**** Data ****

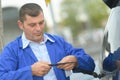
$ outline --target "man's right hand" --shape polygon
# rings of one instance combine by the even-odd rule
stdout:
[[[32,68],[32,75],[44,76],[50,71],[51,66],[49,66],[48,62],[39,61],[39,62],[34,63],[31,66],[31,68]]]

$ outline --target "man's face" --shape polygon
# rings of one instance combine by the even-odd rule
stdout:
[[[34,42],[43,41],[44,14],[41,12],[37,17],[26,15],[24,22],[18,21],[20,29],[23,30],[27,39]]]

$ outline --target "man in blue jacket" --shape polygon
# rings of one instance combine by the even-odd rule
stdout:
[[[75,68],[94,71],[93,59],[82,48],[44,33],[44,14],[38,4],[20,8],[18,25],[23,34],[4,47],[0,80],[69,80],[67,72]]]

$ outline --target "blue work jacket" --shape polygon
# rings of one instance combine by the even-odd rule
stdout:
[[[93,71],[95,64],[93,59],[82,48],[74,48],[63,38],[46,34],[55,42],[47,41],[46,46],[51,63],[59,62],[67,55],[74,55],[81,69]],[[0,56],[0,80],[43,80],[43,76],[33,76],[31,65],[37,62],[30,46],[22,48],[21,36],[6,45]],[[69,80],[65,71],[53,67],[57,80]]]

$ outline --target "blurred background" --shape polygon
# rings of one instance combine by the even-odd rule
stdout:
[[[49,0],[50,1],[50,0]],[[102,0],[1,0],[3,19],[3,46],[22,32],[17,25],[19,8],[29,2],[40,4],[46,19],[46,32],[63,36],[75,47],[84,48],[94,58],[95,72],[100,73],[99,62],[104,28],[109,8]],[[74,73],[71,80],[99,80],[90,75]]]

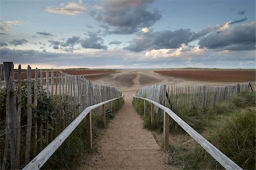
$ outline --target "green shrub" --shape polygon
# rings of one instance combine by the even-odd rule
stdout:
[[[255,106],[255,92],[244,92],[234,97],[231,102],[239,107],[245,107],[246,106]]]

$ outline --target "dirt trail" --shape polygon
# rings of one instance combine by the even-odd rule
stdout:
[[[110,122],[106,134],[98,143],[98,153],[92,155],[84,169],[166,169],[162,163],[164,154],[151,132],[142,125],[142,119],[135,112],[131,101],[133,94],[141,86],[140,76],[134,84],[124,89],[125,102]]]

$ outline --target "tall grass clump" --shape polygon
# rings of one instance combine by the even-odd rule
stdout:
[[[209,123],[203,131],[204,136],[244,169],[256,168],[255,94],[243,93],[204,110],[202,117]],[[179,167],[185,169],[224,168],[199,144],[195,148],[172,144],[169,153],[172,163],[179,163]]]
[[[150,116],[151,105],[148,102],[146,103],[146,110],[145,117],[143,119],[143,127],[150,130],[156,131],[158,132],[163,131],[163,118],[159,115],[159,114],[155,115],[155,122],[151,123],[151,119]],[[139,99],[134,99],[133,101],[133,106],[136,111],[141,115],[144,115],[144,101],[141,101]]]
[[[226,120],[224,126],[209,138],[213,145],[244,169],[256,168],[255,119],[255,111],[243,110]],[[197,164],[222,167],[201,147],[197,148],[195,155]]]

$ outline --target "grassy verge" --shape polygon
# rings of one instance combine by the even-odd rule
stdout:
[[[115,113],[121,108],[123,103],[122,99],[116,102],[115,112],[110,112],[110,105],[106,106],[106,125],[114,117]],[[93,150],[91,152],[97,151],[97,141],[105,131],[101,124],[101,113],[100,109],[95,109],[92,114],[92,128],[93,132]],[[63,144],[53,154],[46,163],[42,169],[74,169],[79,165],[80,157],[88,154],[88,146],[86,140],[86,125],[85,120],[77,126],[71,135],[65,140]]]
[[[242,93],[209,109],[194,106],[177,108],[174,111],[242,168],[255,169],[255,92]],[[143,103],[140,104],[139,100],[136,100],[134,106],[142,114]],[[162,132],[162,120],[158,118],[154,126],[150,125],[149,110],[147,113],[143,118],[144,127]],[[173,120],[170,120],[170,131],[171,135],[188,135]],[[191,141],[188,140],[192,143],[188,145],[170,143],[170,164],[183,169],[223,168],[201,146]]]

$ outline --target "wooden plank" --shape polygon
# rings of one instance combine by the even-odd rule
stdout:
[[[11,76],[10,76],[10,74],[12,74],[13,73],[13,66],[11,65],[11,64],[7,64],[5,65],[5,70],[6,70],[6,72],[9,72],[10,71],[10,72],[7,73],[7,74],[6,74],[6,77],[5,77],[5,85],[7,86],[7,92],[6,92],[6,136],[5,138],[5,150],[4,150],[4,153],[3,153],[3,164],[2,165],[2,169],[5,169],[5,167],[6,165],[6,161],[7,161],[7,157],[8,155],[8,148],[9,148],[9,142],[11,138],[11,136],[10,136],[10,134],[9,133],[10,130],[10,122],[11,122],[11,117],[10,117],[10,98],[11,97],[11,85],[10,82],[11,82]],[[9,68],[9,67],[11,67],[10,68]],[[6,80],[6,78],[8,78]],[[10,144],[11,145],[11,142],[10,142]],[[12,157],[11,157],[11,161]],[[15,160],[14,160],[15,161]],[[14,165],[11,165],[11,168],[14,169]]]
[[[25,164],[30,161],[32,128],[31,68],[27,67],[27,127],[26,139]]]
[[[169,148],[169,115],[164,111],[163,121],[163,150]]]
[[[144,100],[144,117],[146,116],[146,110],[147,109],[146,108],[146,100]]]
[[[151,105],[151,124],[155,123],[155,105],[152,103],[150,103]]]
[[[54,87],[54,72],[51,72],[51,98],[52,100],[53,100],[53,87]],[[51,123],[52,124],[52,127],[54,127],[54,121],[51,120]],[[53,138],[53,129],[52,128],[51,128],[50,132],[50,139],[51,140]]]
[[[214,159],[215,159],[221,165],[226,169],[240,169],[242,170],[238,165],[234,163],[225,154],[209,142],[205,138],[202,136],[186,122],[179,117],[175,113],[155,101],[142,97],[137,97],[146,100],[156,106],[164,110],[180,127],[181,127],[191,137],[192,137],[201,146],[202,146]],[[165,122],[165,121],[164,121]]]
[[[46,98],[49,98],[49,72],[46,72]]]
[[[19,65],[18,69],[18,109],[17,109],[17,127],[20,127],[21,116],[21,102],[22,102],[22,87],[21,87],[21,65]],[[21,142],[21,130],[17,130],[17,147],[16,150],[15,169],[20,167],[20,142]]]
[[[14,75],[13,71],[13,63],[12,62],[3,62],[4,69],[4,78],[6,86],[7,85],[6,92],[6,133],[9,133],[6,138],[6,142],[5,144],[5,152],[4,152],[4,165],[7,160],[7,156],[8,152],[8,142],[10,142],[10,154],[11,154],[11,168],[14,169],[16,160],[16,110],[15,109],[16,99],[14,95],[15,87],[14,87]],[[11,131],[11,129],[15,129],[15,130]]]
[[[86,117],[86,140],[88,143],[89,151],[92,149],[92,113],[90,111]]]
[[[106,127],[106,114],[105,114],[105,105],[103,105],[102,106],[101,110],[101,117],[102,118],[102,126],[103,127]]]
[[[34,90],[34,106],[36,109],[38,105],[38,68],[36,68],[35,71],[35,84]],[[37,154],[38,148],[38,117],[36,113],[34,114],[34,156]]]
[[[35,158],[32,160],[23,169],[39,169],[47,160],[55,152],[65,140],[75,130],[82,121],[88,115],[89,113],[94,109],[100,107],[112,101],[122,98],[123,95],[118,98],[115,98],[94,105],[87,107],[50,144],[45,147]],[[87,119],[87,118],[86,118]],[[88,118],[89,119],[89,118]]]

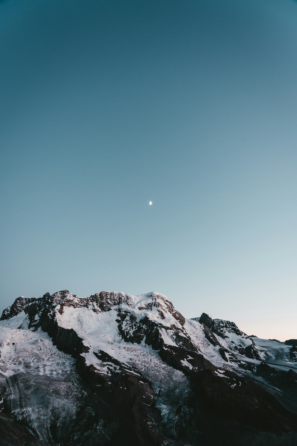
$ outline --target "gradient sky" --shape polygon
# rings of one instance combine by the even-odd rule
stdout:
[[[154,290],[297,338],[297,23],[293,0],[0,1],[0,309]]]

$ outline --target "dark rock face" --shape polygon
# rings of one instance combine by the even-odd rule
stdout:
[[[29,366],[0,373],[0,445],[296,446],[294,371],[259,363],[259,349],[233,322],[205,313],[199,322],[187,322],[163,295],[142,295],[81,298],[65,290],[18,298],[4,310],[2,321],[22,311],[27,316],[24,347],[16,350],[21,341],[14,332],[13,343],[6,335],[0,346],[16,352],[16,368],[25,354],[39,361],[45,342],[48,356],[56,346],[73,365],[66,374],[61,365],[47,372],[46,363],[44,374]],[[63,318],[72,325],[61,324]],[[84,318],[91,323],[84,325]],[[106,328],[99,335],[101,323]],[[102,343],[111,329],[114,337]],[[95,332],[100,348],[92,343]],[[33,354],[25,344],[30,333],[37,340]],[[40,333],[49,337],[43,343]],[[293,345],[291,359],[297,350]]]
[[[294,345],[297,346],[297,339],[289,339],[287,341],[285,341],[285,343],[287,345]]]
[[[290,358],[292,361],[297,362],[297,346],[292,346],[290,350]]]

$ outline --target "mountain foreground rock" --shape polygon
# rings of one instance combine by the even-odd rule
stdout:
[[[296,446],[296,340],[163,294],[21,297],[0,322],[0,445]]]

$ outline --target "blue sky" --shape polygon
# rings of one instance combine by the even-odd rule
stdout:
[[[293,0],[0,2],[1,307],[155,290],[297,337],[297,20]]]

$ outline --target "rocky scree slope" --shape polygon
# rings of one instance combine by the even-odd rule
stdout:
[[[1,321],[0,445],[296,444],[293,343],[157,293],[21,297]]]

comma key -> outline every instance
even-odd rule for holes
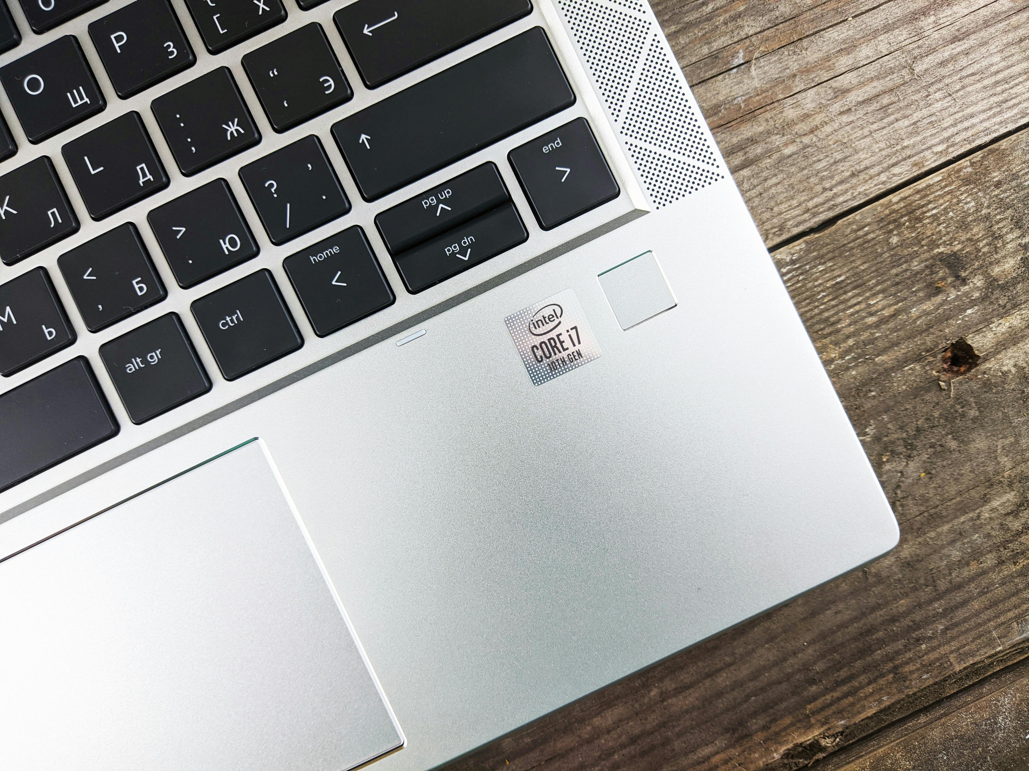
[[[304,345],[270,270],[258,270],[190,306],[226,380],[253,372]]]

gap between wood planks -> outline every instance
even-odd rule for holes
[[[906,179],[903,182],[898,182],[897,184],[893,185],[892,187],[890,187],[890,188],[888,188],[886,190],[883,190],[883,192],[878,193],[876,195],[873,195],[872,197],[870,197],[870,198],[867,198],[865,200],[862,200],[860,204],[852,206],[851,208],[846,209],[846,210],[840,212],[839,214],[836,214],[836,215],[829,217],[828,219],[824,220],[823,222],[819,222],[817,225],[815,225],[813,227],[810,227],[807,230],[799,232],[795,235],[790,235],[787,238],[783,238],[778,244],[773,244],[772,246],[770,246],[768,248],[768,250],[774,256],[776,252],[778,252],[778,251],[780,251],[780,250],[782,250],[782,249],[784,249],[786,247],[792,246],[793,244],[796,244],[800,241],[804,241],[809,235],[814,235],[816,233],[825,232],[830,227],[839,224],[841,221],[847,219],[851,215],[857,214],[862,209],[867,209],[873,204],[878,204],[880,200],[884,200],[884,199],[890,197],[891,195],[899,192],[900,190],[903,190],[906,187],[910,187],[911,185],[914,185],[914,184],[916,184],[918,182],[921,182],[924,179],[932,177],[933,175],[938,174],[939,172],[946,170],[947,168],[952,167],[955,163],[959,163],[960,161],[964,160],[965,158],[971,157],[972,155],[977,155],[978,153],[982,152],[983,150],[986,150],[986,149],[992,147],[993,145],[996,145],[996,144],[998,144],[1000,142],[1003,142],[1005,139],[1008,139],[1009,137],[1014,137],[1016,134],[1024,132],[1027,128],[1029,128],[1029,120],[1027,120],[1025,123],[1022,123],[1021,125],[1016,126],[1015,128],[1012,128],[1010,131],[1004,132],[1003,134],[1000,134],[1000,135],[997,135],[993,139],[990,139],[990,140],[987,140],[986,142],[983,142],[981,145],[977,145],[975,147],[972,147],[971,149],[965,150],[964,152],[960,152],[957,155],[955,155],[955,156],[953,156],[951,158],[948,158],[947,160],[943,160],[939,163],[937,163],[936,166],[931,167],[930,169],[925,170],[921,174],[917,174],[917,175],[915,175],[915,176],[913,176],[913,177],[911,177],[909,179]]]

****
**** Data ****

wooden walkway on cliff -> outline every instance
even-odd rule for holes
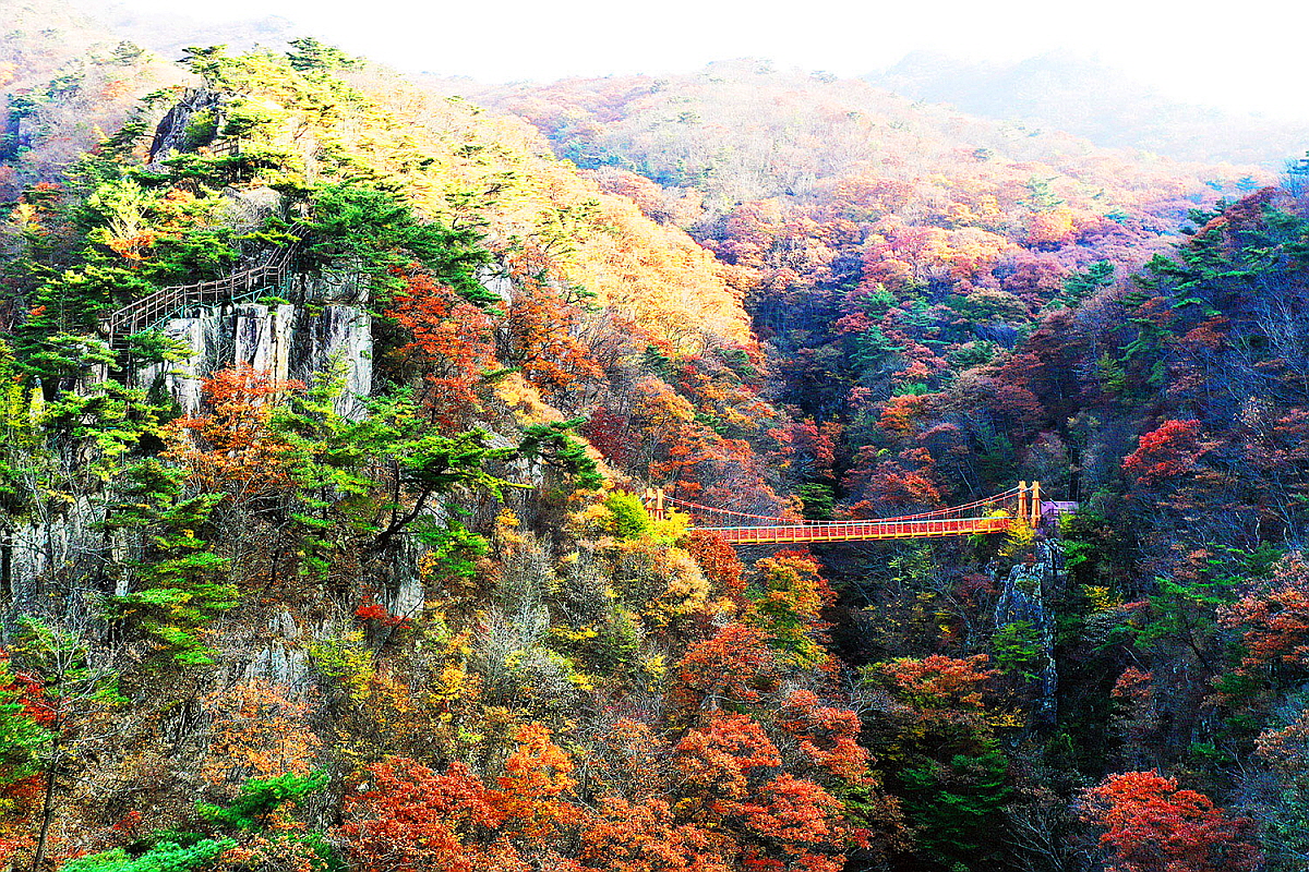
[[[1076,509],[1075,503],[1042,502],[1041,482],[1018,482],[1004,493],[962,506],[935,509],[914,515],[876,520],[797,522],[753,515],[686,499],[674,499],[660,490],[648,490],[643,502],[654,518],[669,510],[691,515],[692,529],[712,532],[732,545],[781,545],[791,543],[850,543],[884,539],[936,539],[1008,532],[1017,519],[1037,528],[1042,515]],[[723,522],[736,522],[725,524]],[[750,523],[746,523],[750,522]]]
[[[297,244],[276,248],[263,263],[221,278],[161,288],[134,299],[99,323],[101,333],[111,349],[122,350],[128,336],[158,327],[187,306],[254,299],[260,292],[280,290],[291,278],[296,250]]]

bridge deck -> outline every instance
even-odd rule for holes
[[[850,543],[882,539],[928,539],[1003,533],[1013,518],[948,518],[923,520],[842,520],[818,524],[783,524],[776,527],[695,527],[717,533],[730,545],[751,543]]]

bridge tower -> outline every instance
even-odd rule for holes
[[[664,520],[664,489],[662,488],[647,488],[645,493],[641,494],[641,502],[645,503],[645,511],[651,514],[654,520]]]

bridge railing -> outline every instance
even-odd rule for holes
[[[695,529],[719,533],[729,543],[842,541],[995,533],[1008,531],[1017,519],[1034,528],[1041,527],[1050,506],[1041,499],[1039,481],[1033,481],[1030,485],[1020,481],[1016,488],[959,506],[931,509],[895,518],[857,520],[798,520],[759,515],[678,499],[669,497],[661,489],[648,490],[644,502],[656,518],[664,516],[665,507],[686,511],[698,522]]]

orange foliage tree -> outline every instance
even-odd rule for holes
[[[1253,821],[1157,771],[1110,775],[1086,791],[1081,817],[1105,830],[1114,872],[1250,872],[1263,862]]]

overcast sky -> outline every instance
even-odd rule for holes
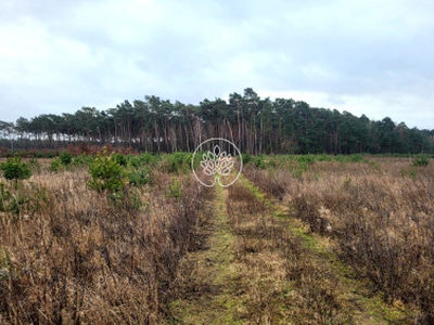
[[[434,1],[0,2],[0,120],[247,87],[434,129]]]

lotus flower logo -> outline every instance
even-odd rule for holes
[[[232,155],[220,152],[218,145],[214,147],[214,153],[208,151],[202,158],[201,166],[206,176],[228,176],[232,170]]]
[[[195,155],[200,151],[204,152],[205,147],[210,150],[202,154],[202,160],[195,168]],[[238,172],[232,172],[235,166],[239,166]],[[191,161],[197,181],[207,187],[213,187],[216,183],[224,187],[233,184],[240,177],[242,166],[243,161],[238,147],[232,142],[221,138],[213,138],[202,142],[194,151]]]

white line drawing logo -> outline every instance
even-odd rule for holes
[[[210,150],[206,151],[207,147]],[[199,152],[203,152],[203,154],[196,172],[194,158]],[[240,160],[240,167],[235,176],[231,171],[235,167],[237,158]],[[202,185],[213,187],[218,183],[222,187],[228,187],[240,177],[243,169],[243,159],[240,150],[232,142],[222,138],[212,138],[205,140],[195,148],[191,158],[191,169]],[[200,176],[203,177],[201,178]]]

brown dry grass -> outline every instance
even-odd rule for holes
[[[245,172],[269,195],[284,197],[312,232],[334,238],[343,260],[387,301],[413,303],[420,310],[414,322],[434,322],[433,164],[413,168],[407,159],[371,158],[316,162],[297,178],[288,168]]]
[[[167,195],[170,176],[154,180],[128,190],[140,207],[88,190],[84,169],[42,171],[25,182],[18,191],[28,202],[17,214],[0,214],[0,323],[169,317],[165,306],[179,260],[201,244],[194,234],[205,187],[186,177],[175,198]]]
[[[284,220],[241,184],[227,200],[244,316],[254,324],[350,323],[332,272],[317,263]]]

****
**** Data ****

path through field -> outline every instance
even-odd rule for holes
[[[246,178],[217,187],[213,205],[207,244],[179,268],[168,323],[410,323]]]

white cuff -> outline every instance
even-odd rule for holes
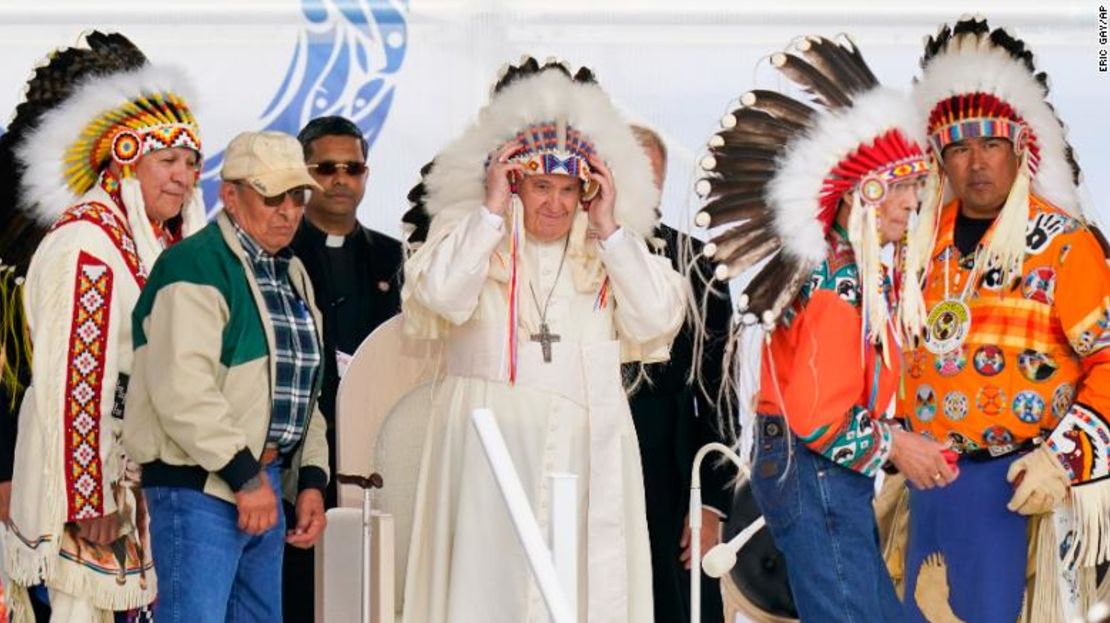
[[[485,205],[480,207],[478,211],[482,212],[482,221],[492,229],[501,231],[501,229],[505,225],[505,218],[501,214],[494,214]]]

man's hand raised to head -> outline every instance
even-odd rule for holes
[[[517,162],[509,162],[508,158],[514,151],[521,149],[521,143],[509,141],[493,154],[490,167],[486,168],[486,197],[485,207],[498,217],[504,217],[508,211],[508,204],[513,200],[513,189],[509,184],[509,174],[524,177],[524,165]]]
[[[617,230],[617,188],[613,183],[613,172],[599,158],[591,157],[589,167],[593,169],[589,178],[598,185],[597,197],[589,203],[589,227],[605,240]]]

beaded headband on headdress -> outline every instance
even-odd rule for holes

****

**Work to be completed**
Identify each line in the dataset items that contains the string "face", and copy those lines.

**Written reply**
$ outline --target "man's face" --shape polygon
$ outline --target "dark rock face" --shape polygon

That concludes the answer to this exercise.